YOUR GOAL —
Every entry is to be reproduced word for word, but the images are not.
# # # # #
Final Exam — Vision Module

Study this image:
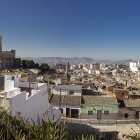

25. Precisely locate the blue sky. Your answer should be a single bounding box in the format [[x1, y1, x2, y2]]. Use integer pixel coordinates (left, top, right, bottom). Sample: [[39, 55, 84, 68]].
[[0, 0, 140, 59]]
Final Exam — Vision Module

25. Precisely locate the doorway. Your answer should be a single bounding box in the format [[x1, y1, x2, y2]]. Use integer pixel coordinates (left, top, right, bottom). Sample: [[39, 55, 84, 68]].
[[71, 109, 79, 118], [66, 108, 70, 117]]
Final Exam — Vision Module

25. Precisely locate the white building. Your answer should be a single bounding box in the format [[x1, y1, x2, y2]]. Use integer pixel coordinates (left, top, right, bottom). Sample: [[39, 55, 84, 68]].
[[88, 69, 100, 75], [52, 85, 82, 96], [83, 63, 100, 75], [50, 85, 82, 118], [0, 75, 60, 124], [83, 65, 89, 73], [88, 69, 94, 75], [82, 78, 92, 84], [90, 64, 94, 69], [52, 78, 61, 85], [130, 61, 140, 72]]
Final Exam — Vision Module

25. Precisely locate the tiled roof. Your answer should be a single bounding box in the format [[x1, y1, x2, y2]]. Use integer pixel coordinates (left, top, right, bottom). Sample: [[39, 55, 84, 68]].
[[124, 99, 140, 107], [49, 94, 81, 106], [82, 96, 118, 105], [114, 89, 129, 100], [53, 85, 82, 91]]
# # # # #
EXERCISE RESPONSE —
Final Exam — Vision Module

Study this image:

25. Precisely locate the blue sky. Your answer should be a single bounding box in the format [[x1, y1, x2, y2]]. Use integer pixel coordinates (left, top, right, bottom). Sample: [[39, 55, 84, 68]].
[[0, 0, 140, 59]]
Final Exam — Vision Module

25. Precisely locate the doorway. Your answer should be a single bounding box in the format [[x1, y1, x2, y2]]. Use integer pixel coordinates (left, top, right, bottom). Sample: [[39, 55, 84, 68]].
[[71, 109, 79, 118], [66, 108, 70, 117]]
Final Exam — Vision Module

25. Precisely locate the white building. Your answer should be a single bounding box in the format [[x1, y1, x2, y2]]. Use integer pixel coordinates (left, top, right, bottom). Sample: [[39, 55, 84, 68]].
[[88, 69, 100, 75], [52, 85, 82, 96], [83, 63, 100, 75], [50, 85, 82, 118], [0, 75, 60, 124], [83, 65, 89, 73], [88, 69, 94, 75], [82, 78, 92, 84], [90, 64, 94, 69], [52, 78, 61, 85], [130, 61, 140, 72]]
Final Exam — Vision Module

25. Precisely locate the tiled roof. Your answer should be a single bounding box in the format [[x1, y1, x2, y2]]. Use integer pixel coordinates (left, top, right, bottom). Sample: [[39, 55, 84, 68]].
[[124, 99, 140, 107], [49, 94, 81, 106], [82, 96, 118, 105], [114, 89, 129, 100], [53, 85, 82, 91]]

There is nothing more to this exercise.